____ Data
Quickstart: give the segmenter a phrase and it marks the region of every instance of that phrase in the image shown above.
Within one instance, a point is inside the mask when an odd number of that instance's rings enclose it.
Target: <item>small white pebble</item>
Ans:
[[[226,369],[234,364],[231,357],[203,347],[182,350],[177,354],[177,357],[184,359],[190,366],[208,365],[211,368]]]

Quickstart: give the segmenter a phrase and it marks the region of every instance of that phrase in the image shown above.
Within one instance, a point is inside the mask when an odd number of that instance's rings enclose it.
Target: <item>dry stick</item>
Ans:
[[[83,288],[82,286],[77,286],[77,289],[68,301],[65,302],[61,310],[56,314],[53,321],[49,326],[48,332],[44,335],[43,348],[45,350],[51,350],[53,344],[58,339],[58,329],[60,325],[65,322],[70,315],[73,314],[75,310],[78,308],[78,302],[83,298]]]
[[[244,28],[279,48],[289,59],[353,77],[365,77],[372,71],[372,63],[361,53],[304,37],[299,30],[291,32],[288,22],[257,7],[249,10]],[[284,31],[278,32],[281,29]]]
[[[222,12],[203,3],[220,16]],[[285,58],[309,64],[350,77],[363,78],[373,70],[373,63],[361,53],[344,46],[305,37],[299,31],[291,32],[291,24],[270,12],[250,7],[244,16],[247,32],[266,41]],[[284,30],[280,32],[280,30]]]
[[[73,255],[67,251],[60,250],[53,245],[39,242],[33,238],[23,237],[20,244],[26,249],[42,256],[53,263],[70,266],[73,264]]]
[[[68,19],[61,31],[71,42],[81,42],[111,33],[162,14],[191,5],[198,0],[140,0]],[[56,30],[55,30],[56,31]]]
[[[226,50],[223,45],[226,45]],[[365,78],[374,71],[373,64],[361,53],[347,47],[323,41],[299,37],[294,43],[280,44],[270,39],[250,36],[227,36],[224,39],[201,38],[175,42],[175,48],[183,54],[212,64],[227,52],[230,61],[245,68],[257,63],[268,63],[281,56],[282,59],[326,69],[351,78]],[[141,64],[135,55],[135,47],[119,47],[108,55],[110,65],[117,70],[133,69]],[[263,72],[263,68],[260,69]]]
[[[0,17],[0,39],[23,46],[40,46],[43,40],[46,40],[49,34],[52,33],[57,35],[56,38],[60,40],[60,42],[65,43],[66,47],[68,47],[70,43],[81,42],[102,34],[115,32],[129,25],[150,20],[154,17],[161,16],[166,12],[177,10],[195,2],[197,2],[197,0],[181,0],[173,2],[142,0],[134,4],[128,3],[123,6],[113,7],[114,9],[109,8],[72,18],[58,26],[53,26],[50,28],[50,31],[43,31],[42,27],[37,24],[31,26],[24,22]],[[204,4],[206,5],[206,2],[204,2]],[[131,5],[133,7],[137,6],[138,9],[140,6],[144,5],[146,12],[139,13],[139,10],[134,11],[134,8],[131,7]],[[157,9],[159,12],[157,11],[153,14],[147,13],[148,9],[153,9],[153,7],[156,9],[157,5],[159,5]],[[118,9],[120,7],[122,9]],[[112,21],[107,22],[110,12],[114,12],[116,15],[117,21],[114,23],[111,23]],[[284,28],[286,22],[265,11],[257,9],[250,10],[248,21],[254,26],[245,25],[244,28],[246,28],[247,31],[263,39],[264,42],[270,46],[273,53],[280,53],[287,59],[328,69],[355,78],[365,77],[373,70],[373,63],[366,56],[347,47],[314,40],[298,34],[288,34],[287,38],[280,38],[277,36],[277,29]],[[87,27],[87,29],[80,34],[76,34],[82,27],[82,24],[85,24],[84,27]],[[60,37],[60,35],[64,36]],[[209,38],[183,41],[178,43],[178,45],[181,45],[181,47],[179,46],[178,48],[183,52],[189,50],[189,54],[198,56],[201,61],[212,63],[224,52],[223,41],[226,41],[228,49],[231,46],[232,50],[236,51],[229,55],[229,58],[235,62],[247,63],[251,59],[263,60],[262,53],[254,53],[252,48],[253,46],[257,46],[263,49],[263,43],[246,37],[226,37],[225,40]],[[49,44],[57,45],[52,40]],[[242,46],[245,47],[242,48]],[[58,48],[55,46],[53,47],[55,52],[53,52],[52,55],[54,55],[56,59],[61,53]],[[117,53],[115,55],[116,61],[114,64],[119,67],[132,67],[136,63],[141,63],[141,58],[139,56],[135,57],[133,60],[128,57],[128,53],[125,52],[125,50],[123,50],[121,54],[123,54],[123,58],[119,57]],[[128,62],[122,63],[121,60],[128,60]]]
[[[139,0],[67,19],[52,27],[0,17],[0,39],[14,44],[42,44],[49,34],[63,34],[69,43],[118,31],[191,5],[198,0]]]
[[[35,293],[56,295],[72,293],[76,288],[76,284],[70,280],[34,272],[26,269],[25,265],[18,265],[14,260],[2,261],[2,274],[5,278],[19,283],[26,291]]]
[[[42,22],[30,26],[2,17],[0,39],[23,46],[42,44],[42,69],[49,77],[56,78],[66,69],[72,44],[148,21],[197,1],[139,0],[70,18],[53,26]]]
________
____ Data
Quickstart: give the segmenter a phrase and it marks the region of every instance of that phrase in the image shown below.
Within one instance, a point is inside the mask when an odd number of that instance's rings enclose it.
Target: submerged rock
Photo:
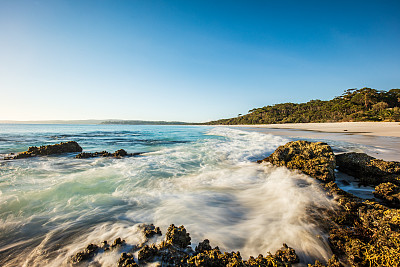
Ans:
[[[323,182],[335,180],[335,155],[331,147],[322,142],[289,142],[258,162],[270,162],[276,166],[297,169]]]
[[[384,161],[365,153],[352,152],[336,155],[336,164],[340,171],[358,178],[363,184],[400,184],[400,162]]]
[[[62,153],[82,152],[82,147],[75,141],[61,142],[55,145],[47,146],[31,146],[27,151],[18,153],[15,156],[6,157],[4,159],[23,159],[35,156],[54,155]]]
________
> [Prompt]:
From the entries, report every line in which the string "Target" occurs.

> [Response]:
Target: <item>small white pebble</item>
Target: <item>dry stick</item>
Target: submerged rock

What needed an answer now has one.